▶ _SOURCE INFORMATION_
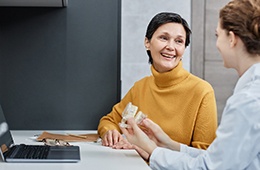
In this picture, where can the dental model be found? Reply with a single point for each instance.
(130, 111)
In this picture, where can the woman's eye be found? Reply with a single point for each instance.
(163, 38)
(179, 41)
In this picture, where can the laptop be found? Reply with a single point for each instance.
(11, 152)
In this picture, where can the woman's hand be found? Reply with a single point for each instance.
(111, 138)
(137, 137)
(156, 134)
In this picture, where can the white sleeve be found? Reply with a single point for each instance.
(236, 146)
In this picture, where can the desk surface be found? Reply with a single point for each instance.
(94, 156)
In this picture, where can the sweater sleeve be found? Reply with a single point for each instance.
(111, 120)
(206, 122)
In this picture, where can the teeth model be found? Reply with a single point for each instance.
(130, 111)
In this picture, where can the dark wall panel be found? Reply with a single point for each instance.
(60, 67)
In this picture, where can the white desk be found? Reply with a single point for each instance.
(94, 156)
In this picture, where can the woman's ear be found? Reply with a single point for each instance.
(232, 39)
(147, 43)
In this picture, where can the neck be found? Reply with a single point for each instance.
(246, 62)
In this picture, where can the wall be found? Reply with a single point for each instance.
(60, 67)
(136, 15)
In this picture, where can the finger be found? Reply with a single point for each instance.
(131, 122)
(109, 138)
(115, 136)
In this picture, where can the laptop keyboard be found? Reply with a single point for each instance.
(28, 152)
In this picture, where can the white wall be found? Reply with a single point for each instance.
(136, 15)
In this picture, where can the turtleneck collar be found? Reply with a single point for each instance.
(172, 77)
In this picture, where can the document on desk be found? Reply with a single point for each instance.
(69, 137)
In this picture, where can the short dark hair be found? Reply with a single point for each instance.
(164, 18)
(243, 18)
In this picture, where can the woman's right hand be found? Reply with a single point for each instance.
(111, 138)
(156, 134)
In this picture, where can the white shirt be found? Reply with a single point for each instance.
(237, 145)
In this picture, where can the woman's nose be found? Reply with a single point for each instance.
(170, 46)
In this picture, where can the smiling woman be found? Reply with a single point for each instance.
(166, 46)
(182, 104)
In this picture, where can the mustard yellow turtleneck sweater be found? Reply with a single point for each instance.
(182, 104)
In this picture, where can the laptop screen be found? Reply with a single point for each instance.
(6, 139)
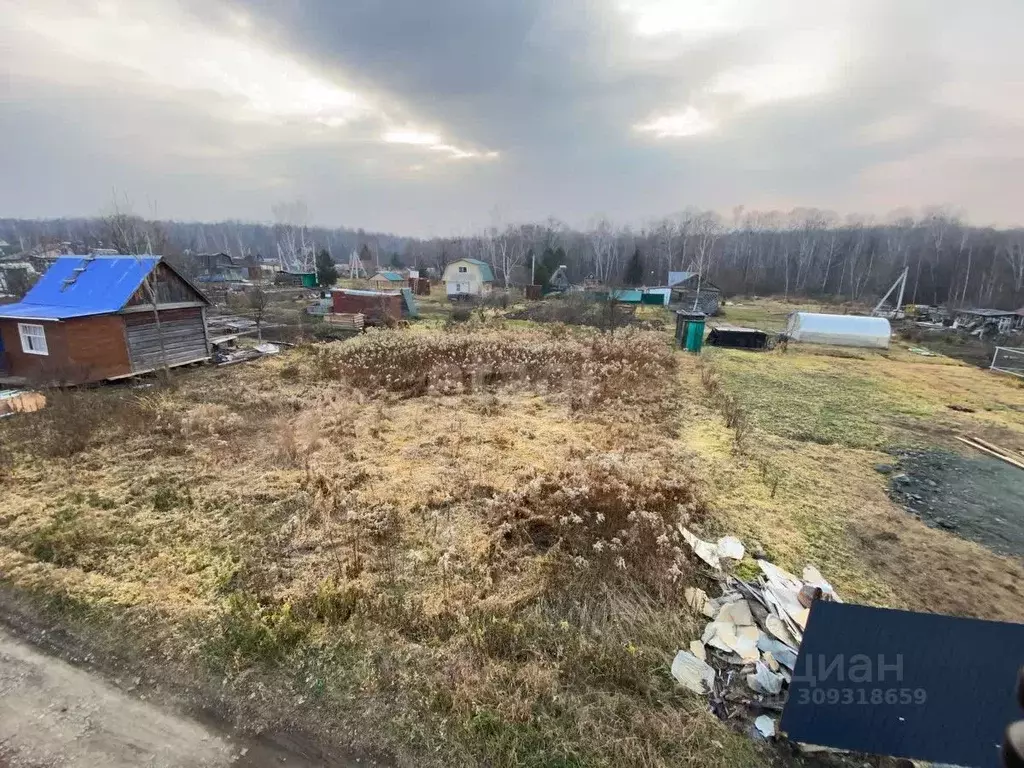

▶ _TASK STATEMENT_
Would you give the entries above again verbatim, omitting the images they contain?

▶ _YOUR SOLUTION_
In this picture, where can the dental model be found? Reply with a single point for each instance.
(130, 111)
In this picture, where can the woman's eye be found? Reply with a single point for each instance.
(163, 38)
(179, 41)
In this picture, where can the laptop be found? Reply with a single point for each instance.
(11, 152)
In this picture, where can the woman's hand be found? Reply with a single point for each instance.
(111, 138)
(137, 137)
(156, 134)
In this picture, where can the white sleeve be found? Reply with a single point for each instance.
(236, 146)
In this picture, where can the desk surface be found? Reply with a single point for each instance.
(94, 156)
In this picture, where can the sweater sleeve be found? Reply with a single point for each instance.
(111, 120)
(206, 122)
In this picture, where can the teeth model be found? Reply with a single point for each instance.
(130, 111)
In this picture, where can the dark wall panel be found? Reply with a single point for each instance.
(60, 67)
In this picture, where can the white desk be found? Reply with a single point for each instance.
(94, 156)
In this picture, where can the woman's ear be found? Reply with a single point for each instance.
(232, 39)
(147, 43)
In this picture, where can the neck be found? Reply with a single point for each instance.
(246, 62)
In this picture, where can the wall be found? Reply with a single point for each instance.
(60, 67)
(136, 15)
In this picture, where can the finger be found? Reply with a single point for each instance.
(131, 122)
(109, 138)
(115, 136)
In this picture, where can the laptop keyboard be found? Reply with a single point for each instance.
(28, 152)
In this picture, where can the white wall be found? Reply with a single point for each instance.
(136, 15)
In this picture, where can the turtleneck collar be found? Reply with a single point for each instance.
(172, 77)
In this picture, where can the document on desk be found? Reply with a single point for each instance.
(69, 137)
In this picture, where can the short dark hair be found? Reply with a single point for each instance.
(164, 18)
(243, 18)
In this picture, where can the woman's right hand be found? Reply with a single point for each instance.
(111, 138)
(156, 134)
In this picture, where can the white shirt be found? Reply with a single point for each instance.
(237, 145)
In this picture, where can the woman's nose be found? Reply with a single point for each instance.
(170, 46)
In this picture, where can the smiling woman be found? Reply with a single point for each instance.
(166, 46)
(182, 104)
In this picture, where can the mustard yellow turtleneck sweater be found? Reply with a single point for each instance.
(182, 104)
In this picture, where can the laptop screen be found? Reply with a single point for each instance.
(6, 139)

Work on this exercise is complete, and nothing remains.